(Saved entries)
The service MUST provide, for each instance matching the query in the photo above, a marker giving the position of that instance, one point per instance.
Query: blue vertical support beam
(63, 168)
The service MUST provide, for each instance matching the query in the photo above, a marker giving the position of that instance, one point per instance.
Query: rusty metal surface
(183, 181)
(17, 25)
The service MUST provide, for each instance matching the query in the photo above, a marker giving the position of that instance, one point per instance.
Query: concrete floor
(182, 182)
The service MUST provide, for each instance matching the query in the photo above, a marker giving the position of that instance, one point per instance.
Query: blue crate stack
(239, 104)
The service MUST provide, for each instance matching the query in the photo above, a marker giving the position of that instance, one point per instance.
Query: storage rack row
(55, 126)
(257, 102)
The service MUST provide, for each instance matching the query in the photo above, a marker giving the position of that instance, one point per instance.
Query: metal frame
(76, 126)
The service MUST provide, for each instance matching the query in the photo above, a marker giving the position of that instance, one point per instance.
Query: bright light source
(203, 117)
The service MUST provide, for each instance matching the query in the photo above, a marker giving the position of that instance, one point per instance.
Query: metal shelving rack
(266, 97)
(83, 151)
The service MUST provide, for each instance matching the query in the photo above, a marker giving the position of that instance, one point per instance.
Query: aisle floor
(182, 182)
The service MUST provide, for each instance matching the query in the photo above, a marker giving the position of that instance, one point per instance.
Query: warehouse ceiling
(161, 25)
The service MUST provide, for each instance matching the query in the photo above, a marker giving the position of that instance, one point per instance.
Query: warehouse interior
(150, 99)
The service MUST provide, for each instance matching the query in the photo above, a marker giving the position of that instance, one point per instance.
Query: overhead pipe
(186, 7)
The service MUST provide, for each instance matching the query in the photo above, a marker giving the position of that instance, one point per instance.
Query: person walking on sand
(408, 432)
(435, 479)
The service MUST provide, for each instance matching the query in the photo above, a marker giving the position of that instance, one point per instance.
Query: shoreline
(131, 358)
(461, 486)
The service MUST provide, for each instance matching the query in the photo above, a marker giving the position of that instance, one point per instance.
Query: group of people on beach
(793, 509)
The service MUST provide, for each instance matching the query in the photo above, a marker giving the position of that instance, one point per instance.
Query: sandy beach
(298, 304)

▶ **Directions for this task**: Up to and including the last line of the data, copy each line exactly, starting with the line that contains "Query: shoreline".

▶ **Your solution**:
Query: shoreline
(131, 358)
(461, 486)
The service MUST provide, for each instance matching the query in the photo above, a marker giving the position of that instance, one point per instance.
Query: group of people on beach
(793, 509)
The service MUST provide, for each instance matching the query in the photo above, a marker giving the position of that instance, one point per instance.
Query: sandy beach
(298, 304)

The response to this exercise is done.